OBJECTIVE: For each statement, say yes or no according to the patch below, and quote the words of the patch that decide it. 1. The patch deletes the file `soc_info.py`. 2. The patch adds V0 support to the `set_ascend_forward_context` function. 3. The patch changes eight files.

SELECTION:
—————

From 36e450eb0f4fb5e8a262384fb302a5b7dc83b582 Mon Sep 17 00:00:00 2001
From: wangxiyuan <wangxiyuan1007@gmail.com>
Date: Tue, 5 Aug 2025 08:39:02 +0800
Subject: [PATCH] [Misc] Nit fix for disaggregated_prefill  and
 ascend_forward_context (#2097)

we recently added disaggregated_prefill and ascend_forward_context
feature by
https://github.com/vllm-project/vllm-ascend/commit/ba3dfbd59e43b9071895f483d12c034d8538ced0
and
https://github.com/vllm-project/vllm-ascend/commit/df0ec55162339c08b0bfcb79a2dcfac89f8c6e33.
This PR fix some nit introduced by them to make the code clear.
1. drop `current_platform` usage. It'll lead unknown circular import
error in some case
2. update `set_ascend_forward_context` function to make the logic clear.
for example, remove V0 support in this function.
3. Remove useless `self.local_rank_across_dp` in worker
4. Remove `soc_info.py` to use `get_ascend_soc_version` instead.


- vLLM version: v0.10.0
- vLLM main:
https://github.com/vllm-project/vllm/commit/02f82fe4386b3e84eb0f06bfaf7744c5b4fdba4f

Signed-off-by: wangxiyuan <wangxiyuan1007@gmail.com>
---
 .../disaggregated_prefill_v1/gen_ranktable.py | 10 ++++---
 tests/ut/ops/test_fused_ops.py                |  6 ++---
 vllm_ascend/ascend_forward_context.py         | 26 +++++++------------
 .../llmdatadist_c_mgr_connector.py            |  6 ++---
 vllm_ascend/soc_info.py                       | 14 ----------
 vllm_ascend/utils.py                          |  3 ++-
 vllm_ascend/worker/worker_v1.py               |  8 +++---
 7 files changed, 26 insertions(+), 47 deletions(-)
 delete mode 100644 vllm_ascend/soc_info.py

diff --git a/examples/disaggregated_prefill_v1/gen_ranktable.py b/examples/disaggregated_prefill_v1/gen_ranktable.py
index d170f3b..52db3ee 100644
--- a/examples/disaggregated_prefill_v1/gen_ranktable.py
+++ b/examples/disaggregated_prefill_v1/gen_ranktable.py
@@ -4,7 +4,7 @@ import os
 
 import torch.distributed as dist
 
-from vllm_ascend.soc_info import NPUSocInfo
+from vllm_ascend.utils import AscendSocVersion, init_ascend_soc_version, get_ascend_soc_version
 
 parser = argparse.ArgumentParser(
     description="Arguments of rank table generator", )

—————

RECORD EXTRACTS:
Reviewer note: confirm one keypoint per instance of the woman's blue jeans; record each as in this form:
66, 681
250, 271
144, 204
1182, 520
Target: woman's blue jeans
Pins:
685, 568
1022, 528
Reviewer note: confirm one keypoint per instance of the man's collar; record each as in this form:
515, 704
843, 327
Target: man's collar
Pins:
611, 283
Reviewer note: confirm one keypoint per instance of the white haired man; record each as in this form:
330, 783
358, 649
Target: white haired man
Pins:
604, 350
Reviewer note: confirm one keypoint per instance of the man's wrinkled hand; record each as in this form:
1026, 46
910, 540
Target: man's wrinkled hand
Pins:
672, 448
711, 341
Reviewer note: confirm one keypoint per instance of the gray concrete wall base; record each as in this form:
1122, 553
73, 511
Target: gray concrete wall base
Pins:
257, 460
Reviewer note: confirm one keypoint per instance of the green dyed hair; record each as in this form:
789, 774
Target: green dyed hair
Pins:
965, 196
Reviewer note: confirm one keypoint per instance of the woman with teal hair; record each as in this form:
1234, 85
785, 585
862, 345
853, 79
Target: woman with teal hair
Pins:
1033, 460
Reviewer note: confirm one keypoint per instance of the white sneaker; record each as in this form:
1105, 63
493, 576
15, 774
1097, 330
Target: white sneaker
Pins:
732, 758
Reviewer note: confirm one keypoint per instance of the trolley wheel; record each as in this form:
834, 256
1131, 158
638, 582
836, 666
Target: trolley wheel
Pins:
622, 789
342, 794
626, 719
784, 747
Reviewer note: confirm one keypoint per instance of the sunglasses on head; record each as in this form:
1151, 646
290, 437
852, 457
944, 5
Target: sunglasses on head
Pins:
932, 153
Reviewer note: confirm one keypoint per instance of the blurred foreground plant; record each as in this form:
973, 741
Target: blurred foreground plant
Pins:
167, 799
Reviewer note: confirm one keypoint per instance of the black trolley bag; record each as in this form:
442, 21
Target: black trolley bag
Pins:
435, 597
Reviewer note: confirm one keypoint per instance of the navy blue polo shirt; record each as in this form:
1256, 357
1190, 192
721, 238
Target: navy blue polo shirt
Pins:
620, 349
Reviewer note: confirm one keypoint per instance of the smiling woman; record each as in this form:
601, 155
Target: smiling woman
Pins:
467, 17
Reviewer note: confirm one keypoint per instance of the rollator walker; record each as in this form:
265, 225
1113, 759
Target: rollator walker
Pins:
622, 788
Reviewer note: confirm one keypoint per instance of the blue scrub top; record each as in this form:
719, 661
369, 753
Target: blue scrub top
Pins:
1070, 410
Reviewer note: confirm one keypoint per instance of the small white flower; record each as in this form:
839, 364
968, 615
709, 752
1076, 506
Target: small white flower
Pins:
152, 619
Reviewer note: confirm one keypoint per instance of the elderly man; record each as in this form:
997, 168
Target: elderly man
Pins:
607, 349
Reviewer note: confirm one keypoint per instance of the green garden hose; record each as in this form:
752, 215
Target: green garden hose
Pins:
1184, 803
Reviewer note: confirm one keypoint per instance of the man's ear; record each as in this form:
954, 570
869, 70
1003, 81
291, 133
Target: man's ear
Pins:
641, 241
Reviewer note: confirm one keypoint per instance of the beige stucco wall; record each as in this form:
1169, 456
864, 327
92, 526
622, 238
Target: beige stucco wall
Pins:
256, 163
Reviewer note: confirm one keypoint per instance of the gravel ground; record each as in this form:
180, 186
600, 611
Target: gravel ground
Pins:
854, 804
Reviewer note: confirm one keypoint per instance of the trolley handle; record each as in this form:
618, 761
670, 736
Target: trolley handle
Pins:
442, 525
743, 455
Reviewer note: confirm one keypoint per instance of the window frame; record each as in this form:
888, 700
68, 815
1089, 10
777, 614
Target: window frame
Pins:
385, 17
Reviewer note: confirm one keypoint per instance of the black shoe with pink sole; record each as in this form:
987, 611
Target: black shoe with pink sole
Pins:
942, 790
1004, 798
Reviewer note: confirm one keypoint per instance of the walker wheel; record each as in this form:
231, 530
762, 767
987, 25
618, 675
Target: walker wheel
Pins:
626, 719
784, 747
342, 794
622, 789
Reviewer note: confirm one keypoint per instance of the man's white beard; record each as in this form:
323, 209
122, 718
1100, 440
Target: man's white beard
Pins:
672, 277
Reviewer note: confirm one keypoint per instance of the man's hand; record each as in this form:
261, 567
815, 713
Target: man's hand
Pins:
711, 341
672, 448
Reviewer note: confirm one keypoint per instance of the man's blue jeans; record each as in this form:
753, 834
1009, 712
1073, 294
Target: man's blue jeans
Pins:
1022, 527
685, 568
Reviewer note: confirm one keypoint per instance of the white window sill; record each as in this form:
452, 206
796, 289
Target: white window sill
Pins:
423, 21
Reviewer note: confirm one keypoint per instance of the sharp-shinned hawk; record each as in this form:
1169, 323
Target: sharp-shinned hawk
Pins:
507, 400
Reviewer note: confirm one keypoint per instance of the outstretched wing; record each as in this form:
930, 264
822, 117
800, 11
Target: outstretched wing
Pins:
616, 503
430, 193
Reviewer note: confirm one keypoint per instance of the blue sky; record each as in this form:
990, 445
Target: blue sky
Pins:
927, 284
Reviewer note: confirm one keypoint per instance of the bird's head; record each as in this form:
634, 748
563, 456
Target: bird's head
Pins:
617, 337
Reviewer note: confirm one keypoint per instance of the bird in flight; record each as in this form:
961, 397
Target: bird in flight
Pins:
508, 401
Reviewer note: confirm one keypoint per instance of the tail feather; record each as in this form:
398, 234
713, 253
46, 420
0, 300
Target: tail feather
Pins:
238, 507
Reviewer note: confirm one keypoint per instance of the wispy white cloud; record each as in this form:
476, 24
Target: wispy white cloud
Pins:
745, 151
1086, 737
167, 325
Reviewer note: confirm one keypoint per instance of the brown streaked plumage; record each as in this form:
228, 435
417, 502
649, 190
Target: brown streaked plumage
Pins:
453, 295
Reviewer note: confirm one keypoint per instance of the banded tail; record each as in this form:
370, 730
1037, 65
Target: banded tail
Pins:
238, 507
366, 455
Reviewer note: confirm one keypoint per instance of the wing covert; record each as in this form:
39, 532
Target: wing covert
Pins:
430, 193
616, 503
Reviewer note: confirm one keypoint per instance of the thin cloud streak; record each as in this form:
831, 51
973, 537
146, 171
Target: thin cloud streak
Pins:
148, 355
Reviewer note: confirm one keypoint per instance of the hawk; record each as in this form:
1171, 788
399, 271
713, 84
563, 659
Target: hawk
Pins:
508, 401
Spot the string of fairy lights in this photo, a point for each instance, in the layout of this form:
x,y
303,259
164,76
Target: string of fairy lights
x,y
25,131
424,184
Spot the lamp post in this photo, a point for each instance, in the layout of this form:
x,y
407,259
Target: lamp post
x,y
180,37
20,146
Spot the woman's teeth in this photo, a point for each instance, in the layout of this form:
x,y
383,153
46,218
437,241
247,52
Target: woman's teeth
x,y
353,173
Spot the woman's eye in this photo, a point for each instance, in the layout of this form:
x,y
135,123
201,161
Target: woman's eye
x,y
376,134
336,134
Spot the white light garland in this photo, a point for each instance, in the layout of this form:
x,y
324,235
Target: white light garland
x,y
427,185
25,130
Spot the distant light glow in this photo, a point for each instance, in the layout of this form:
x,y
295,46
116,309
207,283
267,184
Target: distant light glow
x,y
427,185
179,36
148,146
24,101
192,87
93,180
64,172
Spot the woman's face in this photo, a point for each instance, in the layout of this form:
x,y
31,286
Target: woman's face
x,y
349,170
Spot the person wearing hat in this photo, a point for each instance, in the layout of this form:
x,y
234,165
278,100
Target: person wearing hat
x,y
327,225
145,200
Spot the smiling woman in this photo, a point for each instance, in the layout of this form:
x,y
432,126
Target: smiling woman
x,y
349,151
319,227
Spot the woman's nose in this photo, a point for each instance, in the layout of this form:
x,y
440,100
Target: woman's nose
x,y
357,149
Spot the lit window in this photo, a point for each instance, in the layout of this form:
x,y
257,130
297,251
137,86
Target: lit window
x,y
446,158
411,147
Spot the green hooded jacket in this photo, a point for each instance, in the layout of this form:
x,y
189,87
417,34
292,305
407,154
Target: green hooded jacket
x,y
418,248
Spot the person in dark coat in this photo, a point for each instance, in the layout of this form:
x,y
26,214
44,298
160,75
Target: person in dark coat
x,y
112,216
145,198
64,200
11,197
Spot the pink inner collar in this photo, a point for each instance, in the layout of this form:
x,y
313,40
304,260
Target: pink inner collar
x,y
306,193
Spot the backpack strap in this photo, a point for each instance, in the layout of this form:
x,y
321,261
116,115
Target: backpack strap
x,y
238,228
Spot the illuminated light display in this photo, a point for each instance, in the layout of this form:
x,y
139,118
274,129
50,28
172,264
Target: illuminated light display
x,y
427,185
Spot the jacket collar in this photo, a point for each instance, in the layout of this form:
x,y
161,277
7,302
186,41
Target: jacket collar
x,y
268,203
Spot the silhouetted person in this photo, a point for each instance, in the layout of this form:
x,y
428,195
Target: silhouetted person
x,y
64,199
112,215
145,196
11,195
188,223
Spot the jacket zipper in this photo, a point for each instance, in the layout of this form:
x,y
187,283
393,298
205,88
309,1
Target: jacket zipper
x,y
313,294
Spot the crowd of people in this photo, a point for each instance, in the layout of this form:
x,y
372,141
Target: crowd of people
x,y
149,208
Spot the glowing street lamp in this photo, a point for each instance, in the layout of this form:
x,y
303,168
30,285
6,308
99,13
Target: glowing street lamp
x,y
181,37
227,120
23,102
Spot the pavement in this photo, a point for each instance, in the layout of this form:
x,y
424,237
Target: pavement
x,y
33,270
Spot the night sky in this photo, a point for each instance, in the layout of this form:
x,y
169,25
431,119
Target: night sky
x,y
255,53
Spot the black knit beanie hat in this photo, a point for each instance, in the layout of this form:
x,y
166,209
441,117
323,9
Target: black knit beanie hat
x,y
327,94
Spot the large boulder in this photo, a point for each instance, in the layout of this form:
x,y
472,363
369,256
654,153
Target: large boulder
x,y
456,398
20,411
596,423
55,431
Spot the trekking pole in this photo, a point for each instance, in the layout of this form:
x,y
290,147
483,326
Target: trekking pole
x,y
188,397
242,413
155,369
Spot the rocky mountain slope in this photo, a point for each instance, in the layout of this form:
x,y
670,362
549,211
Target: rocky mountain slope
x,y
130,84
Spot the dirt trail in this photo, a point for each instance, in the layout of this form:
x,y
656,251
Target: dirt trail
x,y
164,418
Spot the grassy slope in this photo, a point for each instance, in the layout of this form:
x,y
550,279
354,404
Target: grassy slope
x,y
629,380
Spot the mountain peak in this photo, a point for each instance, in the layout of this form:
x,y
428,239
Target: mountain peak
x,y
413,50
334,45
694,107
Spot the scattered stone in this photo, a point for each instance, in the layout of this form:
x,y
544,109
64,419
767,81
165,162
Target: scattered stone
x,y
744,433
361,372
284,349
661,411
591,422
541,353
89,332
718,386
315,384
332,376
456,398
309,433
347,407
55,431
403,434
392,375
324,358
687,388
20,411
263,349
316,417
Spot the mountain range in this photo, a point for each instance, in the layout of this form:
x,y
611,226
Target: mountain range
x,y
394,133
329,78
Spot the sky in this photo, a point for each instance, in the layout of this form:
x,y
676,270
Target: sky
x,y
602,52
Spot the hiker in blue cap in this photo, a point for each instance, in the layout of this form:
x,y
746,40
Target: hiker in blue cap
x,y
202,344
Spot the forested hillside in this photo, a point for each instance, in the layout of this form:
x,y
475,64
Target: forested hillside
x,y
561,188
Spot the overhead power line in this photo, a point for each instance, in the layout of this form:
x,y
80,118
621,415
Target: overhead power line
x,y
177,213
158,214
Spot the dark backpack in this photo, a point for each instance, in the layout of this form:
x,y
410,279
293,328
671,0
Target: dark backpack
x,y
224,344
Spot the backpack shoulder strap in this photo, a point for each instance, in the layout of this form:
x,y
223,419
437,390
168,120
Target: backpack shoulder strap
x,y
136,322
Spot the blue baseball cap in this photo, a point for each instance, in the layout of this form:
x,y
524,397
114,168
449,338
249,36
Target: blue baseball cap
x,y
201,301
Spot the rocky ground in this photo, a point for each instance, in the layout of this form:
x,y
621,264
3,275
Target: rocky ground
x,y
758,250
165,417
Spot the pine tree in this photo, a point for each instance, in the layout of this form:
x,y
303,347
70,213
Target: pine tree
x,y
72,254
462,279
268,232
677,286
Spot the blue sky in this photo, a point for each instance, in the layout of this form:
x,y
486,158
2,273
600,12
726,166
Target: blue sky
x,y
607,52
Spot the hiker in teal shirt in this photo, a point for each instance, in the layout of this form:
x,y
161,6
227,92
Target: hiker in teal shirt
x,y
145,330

—————

WRITTEN RESPONSE:
1. Yes: "delete mode 100644 vllm_ascend/soc_info.py"
2. No: "remove V0 support in this function."
3. No: "7 files changed, 26 insertions(+), 47 deletions(-)"